What the task requires:
Convert the items below into a JSON list of strings with one string per line, skipping any blank lines. Leave the pictures out of the answer.

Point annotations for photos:
▼▼▼

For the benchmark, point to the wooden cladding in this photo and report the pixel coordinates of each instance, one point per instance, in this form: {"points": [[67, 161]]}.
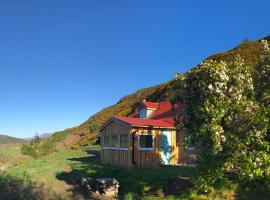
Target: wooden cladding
{"points": [[125, 151]]}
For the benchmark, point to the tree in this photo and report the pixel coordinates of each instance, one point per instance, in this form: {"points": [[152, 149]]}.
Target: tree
{"points": [[223, 118]]}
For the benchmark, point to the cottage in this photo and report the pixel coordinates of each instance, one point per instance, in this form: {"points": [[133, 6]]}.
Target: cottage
{"points": [[151, 139]]}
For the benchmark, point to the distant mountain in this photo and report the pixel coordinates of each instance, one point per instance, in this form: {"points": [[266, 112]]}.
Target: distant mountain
{"points": [[41, 136], [128, 105], [4, 139], [45, 135]]}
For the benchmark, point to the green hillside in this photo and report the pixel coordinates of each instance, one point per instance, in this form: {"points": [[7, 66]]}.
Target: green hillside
{"points": [[128, 105], [4, 139]]}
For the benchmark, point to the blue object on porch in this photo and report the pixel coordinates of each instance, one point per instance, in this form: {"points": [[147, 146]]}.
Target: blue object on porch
{"points": [[166, 147]]}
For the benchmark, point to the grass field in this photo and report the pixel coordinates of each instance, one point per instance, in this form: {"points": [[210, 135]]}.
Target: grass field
{"points": [[58, 175]]}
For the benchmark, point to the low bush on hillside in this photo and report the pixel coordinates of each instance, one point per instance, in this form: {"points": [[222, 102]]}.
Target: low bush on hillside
{"points": [[38, 147], [29, 150], [227, 116]]}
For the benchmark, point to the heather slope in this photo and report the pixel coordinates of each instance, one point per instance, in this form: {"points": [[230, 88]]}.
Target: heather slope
{"points": [[128, 105]]}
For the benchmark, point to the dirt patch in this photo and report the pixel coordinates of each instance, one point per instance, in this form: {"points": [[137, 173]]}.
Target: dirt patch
{"points": [[178, 185]]}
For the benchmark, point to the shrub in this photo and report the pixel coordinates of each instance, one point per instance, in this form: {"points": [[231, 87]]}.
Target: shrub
{"points": [[29, 150]]}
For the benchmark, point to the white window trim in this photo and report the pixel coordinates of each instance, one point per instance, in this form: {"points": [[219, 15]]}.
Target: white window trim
{"points": [[115, 148], [146, 148]]}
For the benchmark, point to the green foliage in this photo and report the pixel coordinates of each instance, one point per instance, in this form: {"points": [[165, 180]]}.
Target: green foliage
{"points": [[59, 136], [29, 150], [227, 119], [47, 147], [4, 139], [3, 158]]}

▲▲▲

Output of the task:
[
  "For the benchmark, point to the wooden cladding in this photo and report the pixel coordinates of each instance, one point per instance, in this form: {\"points\": [[67, 161]]}.",
  "Target: wooden cladding",
  "{\"points\": [[125, 151]]}",
  "For the benchmark, point to the tree in this photo and report the pixel coordinates of each instance, one point per instance, in this form: {\"points\": [[152, 149]]}.",
  "Target: tree",
  "{\"points\": [[223, 118]]}",
  "For the benchmark, point to the cottage in this photo and report the pixel coordinates of each instance, one point per instance, in this form: {\"points\": [[133, 6]]}.",
  "Target: cottage",
  "{\"points\": [[151, 139]]}",
  "For the benchmark, point to the distant mountain in this photo and report the pixel coordinates of each instance, one point per instance, in this form: {\"points\": [[266, 112]]}.",
  "Target: distant mountain",
  "{\"points\": [[41, 136], [128, 105], [4, 139], [45, 135]]}",
  "For the benchmark, point to the green hillside in this photo and report the pixel coordinates of each instance, one point per instance, in this form: {\"points\": [[7, 66]]}.",
  "Target: green hillside",
  "{\"points\": [[128, 105], [4, 139]]}",
  "For the benchmark, point to the blue object on porch in this photo and report the pixel coordinates of each instance, one point per instance, in this form: {\"points\": [[147, 146]]}.",
  "Target: blue object on porch",
  "{\"points\": [[166, 147]]}",
  "For the benchmark, point to the grass field in this photo and report the pixel coordinates of each instance, one point per instance, in this form: {\"points\": [[210, 135]]}.",
  "Target: grass field",
  "{\"points\": [[58, 175]]}",
  "For the benchmark, point to the low bush on hillside in this photo and report the pixel coordinates of each instance, one point per instance, in this form: {\"points\": [[222, 102]]}.",
  "Target: low bush on hillside",
  "{\"points\": [[38, 147], [29, 150], [227, 116]]}",
  "For the benchmark, point to the heather slope in this photo and report the pixel coordinates of each instance, one point per instance, in this form: {\"points\": [[230, 88]]}.",
  "Target: heather slope",
  "{\"points\": [[128, 105]]}",
  "For the benchmark, point to the dirt patch in this photo and report the pixel coordinates of each instance, one point per instance, in this form: {\"points\": [[137, 173]]}.",
  "Target: dirt patch",
  "{\"points\": [[178, 185]]}",
  "For the benchmark, point to the shrub in this photo and report the pixel coordinates of each instance, one point per instance, in this form: {\"points\": [[231, 87]]}.",
  "Target: shrub",
  "{\"points\": [[29, 150]]}",
  "For the benchmark, point to the white window trim in this photo and report the pixel coordinates of each instance, one point per instance, in this form: {\"points\": [[219, 15]]}.",
  "Target: white window trim",
  "{\"points\": [[115, 148], [146, 148]]}",
  "For the benchmark, point to the green foliage in this photo and report the pixel coordinates of each instance, one point per instance, in this form: {\"points\": [[165, 180]]}.",
  "Target: green foliage",
  "{\"points\": [[59, 136], [29, 150], [227, 119], [47, 147], [4, 139], [3, 158]]}"
]